§ **Problem**
Select each line in the data that contains the word "blue" and copy those lines unchanged, in their original order.

§ **Source material**
════════

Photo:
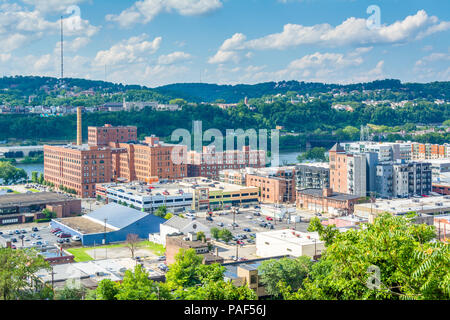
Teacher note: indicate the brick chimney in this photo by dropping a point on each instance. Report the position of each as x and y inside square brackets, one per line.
[327, 192]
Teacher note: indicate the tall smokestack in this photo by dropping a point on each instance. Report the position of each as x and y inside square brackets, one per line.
[79, 127]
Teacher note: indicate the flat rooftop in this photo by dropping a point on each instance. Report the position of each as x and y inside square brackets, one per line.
[334, 196]
[320, 165]
[178, 188]
[402, 206]
[28, 199]
[294, 237]
[84, 225]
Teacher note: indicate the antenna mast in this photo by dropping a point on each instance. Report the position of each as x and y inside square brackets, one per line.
[62, 51]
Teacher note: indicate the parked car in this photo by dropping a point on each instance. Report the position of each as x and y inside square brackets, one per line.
[163, 267]
[65, 235]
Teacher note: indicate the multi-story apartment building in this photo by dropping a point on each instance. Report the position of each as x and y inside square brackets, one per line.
[338, 169]
[102, 136]
[385, 151]
[361, 173]
[276, 185]
[312, 176]
[77, 167]
[149, 161]
[233, 176]
[209, 163]
[410, 179]
[429, 151]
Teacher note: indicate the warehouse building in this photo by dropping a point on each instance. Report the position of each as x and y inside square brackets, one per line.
[22, 208]
[289, 242]
[109, 224]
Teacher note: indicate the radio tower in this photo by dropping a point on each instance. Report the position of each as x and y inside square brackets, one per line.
[62, 53]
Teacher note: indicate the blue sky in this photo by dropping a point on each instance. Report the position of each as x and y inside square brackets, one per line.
[157, 42]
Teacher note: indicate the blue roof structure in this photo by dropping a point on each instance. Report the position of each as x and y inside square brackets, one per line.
[126, 220]
[117, 216]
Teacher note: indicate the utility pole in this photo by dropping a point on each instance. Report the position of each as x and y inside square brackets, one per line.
[53, 279]
[104, 240]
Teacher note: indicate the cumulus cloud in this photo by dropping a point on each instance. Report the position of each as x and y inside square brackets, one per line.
[146, 10]
[128, 51]
[351, 32]
[48, 6]
[173, 58]
[18, 25]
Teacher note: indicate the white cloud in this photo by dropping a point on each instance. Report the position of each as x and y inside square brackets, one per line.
[146, 10]
[133, 50]
[433, 58]
[173, 58]
[352, 32]
[53, 5]
[19, 26]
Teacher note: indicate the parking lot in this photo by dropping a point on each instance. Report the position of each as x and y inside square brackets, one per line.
[23, 236]
[248, 223]
[249, 219]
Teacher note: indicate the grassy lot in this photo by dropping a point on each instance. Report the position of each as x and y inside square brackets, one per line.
[157, 249]
[7, 188]
[81, 255]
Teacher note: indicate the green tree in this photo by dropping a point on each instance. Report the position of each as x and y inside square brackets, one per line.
[215, 233]
[392, 258]
[184, 272]
[292, 271]
[226, 235]
[317, 154]
[201, 235]
[70, 293]
[34, 176]
[18, 272]
[218, 290]
[107, 290]
[137, 286]
[326, 233]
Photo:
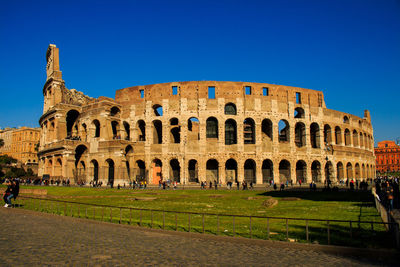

════════

§ **Response to the exercise**
Teacher note: indicate the blue sky in this photo by dropping a point on each instance. Report the position of each as x and y inside square brackets, one per line.
Teacher note: indicate the blue roof structure in this photo by dropping a point on each instance. Report the position of each as x and y inside square brackets, one per line.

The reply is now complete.